▸ **Description of the task**:
Reproduce each of the entries below word for word, line by line.

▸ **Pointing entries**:
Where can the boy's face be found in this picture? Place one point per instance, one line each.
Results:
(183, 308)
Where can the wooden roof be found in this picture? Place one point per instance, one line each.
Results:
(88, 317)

▸ **The result**:
Where can the boy's face be found in this picture? Place one point per instance, one line each.
Results:
(183, 308)
Where can the wooden roof be found in this picture? Place one point per instance, one line each.
Results:
(88, 317)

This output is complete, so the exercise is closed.